■ Consignes:
**A.** Relevez tous les lieux de lecture que cite le texte sur la lecture.
**B.** Poursuivez le texte sur la lecture à la suite de sa dernière phrase.

■ Texte fourni:

•••••

Il ne peut provenir que de moi, un être singulier avec ses rapports singuliers au monde. Car je ne lis pas dans l'ennuyeuse abstraction d'un cogito déconnecté de tout. Je lis dans l'espace et le temps, mon espace et mon temps.

L'espace dans lequel je lis n'est pas neutre vis-à-vis de ma lecture. Lire dans le métro parisien au milieu d'une foule compacte baignée dans l'odeur et la sueur d'août dans les soubresauts quotidiens de l'actuelle crise financière ou lire paisiblement allongé dans son lit entre des draps frais, ce n'est pas du tout pareil. Cela peut même changer du tout au tout l'atmosphère "de" l'œuvre ! La lumière éblouissante de la plage ou la lueur tamisée d'une lampe rejaillit différemment sur ma lecture. La couleur du papier, la disposition des taches noire dans l'espace blanc de la page, etc. tout, à travers mes cinq sens, exerce une influence sur ma lecture. Bref, je ne lis pas seulement avec mon esprit désincarné, je lis aussi avec mon corps. L'esprit peut-il d'ailleurs être désincarné ? Ma lecture, c'est aussi l'ensemble de ces rapports au monde. Cet ensemble est unique. Je suis seul à le connaître. Il échappe au lieu commun.

•••••

■ Données enregistrées:
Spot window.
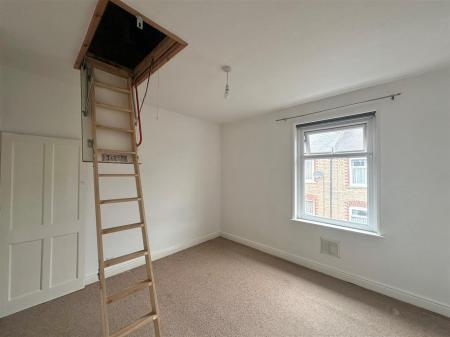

•••••

■ Réponses:
**A.** Le métro parisien, le lit et la plage.

**B.**
Je ne lis pas seulement dans l'espace. Je lis aussi dans le temps. Dans mon temps. Ce temps n'est pas seulement celui de la physique, un certain nombre d'heures, de minutes. Certes, je ne peux pas lire plus vite que la montre. Je ne peux même pas lire plus lentement qu'elle ! Mais je lis à mon rythme, celui de ma respiration, de mon cœur, de mes nerfs. Surtout, je lis avec ma mémoire. À travers les méandres de mon cerveau, les mots que je lis se mêlent aux tendres souvenirs de mon enfance, aux rages de ma jeunesse, aux douleurs de la maturité, à la mélancolie de la vieillesse, à la mémoire lancinante des textes que j'ai aimés, et tutti quanti. Je ne peux pas ranimer les mots de l'auteur sans ranimer en moi tout un monde qu'on appelle moi. Le temps de cette lecture est aussi unique, singulier.

Ainsi l'espace-temps (de) la lecture, ce procès (du) lire est une relation globale au monde d'un individu. Elle est personnelle, unique, singulière. Elle échappe par nature aux lieux communs. Elle est création.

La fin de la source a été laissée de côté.